> _Fragmento_
-------
Fue desaseado el proceso para expedir, a propuesta presidencial, la nueva Ley General de Aguas y reformar la Ley de Aguas Nacionales de 1992, lo que ahora se convierte en el principal punto que genera incertidumbre y temor sobre qué busca en realidad la 4T con un nuevo marco normativo en la materia.
Cuatro jornadas completas de bloqueos carreteros totales y de aduanas la semana antepasada y otras medidas de presión de los últimos días, orillaron a dialogar sobre la redacción y algunos puntos de las iniciativas que al final pasaron Morena y aliados sin agotar las discusiones ni seguir la vía legislativa normal.
No hubo diálogo ni apertura de Gobernación; fue más bien simulación y exclusión facciosa de los grupos que les resultaban incómodos al poder, como los enviados desde Chihuahua, por lo que la misma gobernadora, Maru Campos, hizo un reclamo público dado que la secretaria de Gobernación, Rosa Icela Rodríguez, se había comprometido a recibir a representantes de todos los sectores del estado.
-------
> _Datos registrados_
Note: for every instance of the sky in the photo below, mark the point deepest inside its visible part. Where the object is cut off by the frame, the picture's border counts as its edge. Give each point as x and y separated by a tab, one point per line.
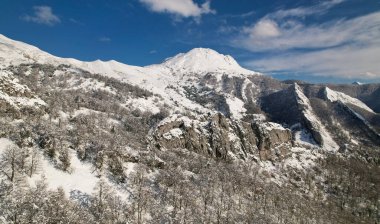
313	40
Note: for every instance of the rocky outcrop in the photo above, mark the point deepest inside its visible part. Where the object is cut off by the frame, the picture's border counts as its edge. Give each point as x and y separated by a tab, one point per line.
274	141
218	136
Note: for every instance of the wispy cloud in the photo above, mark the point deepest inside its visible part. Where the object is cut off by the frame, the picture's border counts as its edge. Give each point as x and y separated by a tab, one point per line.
179	8
43	15
104	39
345	48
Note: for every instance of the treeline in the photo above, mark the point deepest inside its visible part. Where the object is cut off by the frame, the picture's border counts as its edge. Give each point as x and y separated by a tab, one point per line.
166	186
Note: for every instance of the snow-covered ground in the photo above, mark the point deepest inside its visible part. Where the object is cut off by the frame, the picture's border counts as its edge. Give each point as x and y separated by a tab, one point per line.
334	96
328	142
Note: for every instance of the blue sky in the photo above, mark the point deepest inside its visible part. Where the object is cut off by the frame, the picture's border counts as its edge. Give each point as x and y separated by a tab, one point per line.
312	40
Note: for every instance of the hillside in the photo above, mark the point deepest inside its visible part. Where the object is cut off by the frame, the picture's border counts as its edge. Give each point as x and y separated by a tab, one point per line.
195	139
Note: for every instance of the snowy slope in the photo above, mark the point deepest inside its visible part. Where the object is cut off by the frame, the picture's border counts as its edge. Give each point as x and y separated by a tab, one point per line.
334	96
202	61
328	142
167	79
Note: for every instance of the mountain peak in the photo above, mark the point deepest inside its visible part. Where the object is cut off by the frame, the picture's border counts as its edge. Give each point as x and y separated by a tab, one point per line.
204	60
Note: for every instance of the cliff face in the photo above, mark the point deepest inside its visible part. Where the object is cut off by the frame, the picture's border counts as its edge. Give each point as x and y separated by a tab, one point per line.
218	136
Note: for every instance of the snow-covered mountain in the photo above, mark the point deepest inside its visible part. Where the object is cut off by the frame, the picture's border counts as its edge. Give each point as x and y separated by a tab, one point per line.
193	125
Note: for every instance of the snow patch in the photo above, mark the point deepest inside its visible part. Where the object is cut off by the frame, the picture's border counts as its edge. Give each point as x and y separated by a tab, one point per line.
334	96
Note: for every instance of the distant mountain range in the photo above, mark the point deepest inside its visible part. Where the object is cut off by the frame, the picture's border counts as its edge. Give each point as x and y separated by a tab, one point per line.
109	117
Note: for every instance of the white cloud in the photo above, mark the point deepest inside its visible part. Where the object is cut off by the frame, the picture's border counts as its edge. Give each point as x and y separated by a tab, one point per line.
181	8
104	39
347	62
345	48
43	15
305	11
264	28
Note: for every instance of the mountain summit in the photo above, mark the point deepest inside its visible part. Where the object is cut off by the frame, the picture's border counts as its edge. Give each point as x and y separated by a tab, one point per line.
197	60
204	60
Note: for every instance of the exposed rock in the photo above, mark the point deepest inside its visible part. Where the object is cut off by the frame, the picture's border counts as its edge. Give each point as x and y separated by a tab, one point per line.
221	137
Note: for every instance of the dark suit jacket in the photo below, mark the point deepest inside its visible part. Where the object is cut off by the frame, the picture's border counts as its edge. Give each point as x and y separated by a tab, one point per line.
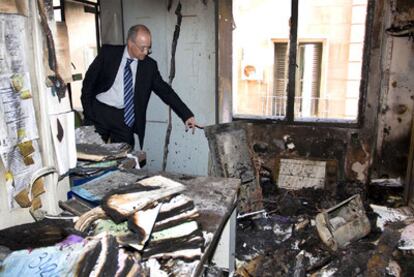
101	75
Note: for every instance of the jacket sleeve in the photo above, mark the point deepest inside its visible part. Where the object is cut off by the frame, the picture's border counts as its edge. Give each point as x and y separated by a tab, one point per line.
169	97
89	87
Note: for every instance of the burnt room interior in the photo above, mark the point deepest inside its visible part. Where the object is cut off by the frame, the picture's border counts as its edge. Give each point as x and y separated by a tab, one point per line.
302	162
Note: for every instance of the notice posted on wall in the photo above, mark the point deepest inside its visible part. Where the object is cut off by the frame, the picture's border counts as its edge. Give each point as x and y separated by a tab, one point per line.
20	165
19	151
18	122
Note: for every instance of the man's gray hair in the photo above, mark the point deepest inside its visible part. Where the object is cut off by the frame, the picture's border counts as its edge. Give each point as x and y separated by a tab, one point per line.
134	30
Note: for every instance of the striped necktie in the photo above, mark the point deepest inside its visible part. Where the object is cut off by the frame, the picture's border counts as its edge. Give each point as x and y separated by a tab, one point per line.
129	116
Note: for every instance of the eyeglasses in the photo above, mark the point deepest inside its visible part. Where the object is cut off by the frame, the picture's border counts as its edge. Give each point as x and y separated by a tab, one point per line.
143	48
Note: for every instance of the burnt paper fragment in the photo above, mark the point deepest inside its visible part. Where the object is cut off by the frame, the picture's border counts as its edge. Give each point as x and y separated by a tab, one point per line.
128	265
176	220
60	131
119	205
142	223
88	259
191	242
176	205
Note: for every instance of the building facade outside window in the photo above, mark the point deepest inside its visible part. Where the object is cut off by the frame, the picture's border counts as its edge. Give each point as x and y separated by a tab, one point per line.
329	59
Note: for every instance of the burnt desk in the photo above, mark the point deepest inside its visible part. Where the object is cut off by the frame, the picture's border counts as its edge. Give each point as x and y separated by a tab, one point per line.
215	198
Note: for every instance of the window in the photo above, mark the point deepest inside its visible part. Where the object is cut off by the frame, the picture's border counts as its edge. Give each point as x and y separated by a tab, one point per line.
329	40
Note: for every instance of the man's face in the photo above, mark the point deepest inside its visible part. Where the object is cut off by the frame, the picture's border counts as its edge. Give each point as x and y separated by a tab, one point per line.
141	46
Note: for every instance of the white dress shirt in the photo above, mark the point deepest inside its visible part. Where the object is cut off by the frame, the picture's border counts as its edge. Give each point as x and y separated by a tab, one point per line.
115	95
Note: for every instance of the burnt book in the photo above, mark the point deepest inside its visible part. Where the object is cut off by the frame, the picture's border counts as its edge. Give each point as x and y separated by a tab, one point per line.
102	152
121	203
184	241
75	206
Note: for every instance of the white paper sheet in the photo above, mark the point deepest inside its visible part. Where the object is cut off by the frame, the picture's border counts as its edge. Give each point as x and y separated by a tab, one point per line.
18	122
54	106
63	133
20	172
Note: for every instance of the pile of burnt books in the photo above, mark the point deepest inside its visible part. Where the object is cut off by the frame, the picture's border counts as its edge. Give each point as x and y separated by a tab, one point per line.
151	216
135	226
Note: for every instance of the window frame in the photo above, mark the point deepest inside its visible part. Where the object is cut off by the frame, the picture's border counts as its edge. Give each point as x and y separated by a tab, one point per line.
289	118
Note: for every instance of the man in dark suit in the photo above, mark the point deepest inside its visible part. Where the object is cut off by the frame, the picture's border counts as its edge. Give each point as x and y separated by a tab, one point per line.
118	85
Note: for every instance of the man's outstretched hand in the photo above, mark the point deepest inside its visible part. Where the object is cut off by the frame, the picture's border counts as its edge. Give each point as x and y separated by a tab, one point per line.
191	124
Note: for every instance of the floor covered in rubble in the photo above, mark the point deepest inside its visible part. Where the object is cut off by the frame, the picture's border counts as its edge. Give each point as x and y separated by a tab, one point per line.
283	240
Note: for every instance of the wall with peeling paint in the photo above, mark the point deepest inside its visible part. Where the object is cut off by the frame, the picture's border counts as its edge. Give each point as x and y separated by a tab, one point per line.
379	147
194	79
397	98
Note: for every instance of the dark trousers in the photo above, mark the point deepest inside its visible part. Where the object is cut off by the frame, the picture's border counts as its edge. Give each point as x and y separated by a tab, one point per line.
109	123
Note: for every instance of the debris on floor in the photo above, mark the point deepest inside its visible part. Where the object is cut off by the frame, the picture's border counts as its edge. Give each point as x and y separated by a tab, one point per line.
137	229
313	232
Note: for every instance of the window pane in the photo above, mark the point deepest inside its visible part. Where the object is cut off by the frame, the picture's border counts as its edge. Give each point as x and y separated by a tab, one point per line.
259	63
339	25
57	15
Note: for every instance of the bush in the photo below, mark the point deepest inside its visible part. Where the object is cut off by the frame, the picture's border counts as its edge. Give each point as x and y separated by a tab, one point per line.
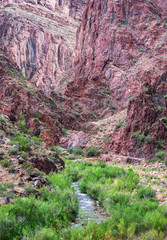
112	107
92	151
13	151
5	163
23	141
29	189
146	192
24	154
56	149
160	154
149	139
22	126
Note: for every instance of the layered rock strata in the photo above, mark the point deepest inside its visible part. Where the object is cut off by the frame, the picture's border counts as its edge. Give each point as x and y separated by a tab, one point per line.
39	36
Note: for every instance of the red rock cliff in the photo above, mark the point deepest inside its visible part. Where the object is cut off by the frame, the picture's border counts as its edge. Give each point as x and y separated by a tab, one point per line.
122	43
39	36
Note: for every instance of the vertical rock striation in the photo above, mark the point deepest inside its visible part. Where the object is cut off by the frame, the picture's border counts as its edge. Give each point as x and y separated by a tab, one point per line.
40	37
122	44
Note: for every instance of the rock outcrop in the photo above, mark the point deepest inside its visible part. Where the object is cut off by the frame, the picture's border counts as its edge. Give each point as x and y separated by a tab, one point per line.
39	36
121	45
73	8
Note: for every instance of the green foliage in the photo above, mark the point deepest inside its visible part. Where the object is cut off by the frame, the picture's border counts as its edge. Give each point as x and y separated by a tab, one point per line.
27	217
160	154
27	166
56	149
2	120
146	193
4	186
76	151
133	211
13	151
121	124
23	141
107	91
139	137
24	154
164	119
112	107
29	190
149	139
131	99
2	154
92	151
64	132
22	126
37	140
159	108
5	163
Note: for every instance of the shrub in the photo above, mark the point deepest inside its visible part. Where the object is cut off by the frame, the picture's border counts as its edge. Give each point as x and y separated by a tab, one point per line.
37	140
5	163
2	154
27	166
70	150
139	137
24	154
149	139
146	192
164	119
22	126
29	189
160	154
56	149
23	141
92	151
13	151
120	124
112	107
64	132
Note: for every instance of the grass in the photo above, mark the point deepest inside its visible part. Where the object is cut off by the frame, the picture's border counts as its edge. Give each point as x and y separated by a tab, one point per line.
52	210
133	210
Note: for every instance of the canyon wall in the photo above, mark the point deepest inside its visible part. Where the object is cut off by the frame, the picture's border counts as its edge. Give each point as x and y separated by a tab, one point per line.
40	37
122	44
73	8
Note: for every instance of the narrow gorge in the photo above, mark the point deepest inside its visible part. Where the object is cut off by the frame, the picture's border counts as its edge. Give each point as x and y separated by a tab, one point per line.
83	119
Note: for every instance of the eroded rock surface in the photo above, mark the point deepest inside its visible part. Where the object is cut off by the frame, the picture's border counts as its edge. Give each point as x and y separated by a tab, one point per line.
121	45
40	36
-------
> _Qué hacer_
1 - Responda brevemente, a partir del fragmento, las siguientes preguntas:
(a) ¿De qué año es la Ley de Aguas Nacionales que se buscaba reformar?
(b) ¿Cuántas jornadas completas de bloqueos carreteros y de aduanas hubo la semana antepasada?
(c) ¿Quién ocupa la Secretaría de Gobernación?
2 - Prolongue el fragmento sobre la nueva Ley General de Aguas a partir de su última oración.
El listado es un material aparte, independiente del fragmento.

> _Respuestas redactadas_
1 -
(a) De 1992.
(b) Cuatro.
(c) Rosa Icela Rodríguez.

2 -
No es algo para sorprenderse, así lo hacen los gobiernos cuando logran un poder hegemónico como el que ahora tiene Morena. Así pasaron la reforma judicial, la de la Ley de Amparo y otras tantas, como habrá de pasar la reforma electoral en ciernes, con cientos de simuladores foros por todo el país durante meses para aprobar algo ya prefabricado.
Pero en cuestión de agua, las modificaciones cobran relevancia especial en Chihuahua. Con una quinta parte de la población que vive directamente del campo, y el resto consume los alimentos que produce, el agua es insumo estratégico que vale más de lo que cuesta y es vital para la producción.
Todos, no nada más los productores del campo, habrán de pagar las consecuencias de las leyes que, por ahora, resultan imposibles de evaluar, pero sus efectos deberán notarse en el mediano plazo, especialmente si la producción rural decrece, con severas afectaciones para el consumo de toda la población.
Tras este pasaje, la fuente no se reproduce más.